> [Objective]
Print, word for word, the lines running from the one holding "Reviewer note: check that every instance of the gray pillow" through the end of the records, with both ends included.

Point-based annotation records
— BEGIN —
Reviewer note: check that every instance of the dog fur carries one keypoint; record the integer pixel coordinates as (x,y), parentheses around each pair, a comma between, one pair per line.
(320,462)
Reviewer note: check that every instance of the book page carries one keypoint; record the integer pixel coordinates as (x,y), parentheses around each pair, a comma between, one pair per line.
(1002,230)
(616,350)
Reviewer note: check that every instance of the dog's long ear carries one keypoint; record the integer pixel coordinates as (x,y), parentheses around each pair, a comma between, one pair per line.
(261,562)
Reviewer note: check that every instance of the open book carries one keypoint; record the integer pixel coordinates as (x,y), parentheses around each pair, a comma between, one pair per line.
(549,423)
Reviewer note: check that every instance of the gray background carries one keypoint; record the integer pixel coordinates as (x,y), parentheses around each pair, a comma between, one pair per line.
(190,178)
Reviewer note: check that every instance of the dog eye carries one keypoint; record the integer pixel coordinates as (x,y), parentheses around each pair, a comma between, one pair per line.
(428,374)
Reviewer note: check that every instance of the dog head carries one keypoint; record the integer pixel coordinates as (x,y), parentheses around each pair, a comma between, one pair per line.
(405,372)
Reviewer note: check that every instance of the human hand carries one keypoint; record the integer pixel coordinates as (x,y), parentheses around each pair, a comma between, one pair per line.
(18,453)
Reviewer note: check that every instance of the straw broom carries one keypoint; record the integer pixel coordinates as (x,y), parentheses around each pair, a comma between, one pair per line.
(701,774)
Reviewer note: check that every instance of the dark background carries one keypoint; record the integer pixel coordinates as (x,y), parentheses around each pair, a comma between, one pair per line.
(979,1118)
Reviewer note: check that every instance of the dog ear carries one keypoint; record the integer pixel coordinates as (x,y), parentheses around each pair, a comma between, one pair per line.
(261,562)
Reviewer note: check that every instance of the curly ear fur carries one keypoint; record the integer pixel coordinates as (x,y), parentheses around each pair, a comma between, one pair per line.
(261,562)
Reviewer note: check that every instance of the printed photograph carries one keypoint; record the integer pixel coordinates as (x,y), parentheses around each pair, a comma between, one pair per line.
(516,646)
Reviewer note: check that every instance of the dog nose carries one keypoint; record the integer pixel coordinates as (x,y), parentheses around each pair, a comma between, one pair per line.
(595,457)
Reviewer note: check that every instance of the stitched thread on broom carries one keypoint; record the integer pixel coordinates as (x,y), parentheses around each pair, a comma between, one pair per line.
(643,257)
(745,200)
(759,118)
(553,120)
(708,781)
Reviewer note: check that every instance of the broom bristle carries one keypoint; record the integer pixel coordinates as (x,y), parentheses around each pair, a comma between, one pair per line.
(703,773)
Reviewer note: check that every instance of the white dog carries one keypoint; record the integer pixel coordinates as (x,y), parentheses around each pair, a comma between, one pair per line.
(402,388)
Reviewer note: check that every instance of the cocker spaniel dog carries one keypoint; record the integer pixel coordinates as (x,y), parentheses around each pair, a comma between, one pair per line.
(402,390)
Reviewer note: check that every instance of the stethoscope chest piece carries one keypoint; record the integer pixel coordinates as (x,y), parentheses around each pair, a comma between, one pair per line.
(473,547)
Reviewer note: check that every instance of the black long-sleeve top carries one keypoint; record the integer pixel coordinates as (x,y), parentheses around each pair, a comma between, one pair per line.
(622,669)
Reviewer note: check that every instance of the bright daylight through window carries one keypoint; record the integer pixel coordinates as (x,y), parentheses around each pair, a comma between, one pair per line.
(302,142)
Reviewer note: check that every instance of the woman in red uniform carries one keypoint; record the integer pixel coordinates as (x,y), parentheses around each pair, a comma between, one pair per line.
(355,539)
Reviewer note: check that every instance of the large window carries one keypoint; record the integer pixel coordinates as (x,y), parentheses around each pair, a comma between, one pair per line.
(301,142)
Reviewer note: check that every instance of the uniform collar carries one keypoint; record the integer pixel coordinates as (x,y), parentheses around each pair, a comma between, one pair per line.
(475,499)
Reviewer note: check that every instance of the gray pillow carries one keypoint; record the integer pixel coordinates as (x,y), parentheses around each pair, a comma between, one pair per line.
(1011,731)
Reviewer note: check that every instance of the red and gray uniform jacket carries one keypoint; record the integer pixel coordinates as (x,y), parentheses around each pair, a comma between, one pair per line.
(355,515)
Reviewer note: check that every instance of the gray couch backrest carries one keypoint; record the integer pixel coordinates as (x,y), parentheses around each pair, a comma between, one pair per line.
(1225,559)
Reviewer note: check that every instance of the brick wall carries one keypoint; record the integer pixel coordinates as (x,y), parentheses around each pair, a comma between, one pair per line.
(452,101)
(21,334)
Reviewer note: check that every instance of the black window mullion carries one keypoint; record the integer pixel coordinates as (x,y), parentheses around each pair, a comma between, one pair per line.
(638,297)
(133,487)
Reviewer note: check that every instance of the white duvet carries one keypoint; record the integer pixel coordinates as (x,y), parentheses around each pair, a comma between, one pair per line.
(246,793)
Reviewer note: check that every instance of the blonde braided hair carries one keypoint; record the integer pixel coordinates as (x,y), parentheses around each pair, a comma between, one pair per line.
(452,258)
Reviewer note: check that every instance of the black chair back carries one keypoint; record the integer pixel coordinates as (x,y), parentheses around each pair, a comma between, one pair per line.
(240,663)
— END —
> [Task answer]
Reviewer note: check that every instance of the gray pillow carries one keypoint; record the integer pixel coordinates as (x,y), parentheses around each pair, a comma between, one pair per line.
(1011,731)
Reviewer note: check that every instance of the red and gray uniform jacket carries one keypoint; record the integer pixel coordinates as (x,y), parentheses around each pair, a comma between, one pair per line.
(355,515)
Reviewer note: check that every instance of the gray couch backrest carries one keypoint; record the integer pixel coordinates as (x,y), parentheses around each pair, a comma between, one pair per line.
(1225,559)
Reviewer note: check that every instance of the brick wall carries one keypoint; record the integer pixel coordinates as (x,y), parentheses around each pair, a comma between, one pair per line.
(452,101)
(21,334)
Reviewer note: check that every instance of the black window mullion carries one keypoint; record the integer pixel coordinates as (x,y), parentheses around each pair, a comma between, one pair per line.
(638,297)
(133,487)
Reviewer note: check that every instance of the white duvet carries one keypoint; record the integer pixel coordinates as (x,y), parentheses around each pair, a comma between, one pair per line.
(246,793)
Reviewer note: check that every instance of the blonde braided hair carries one keypoint; record the integer pixel coordinates as (x,y), parentheses around each pair, a comma between, one pair per line.
(452,258)
Reviewer note: check that every instance of the black chair back carries one keypoint; record the integer pixel coordinates as (x,y), parentheses around each pair, a comma between, one pair per line.
(240,663)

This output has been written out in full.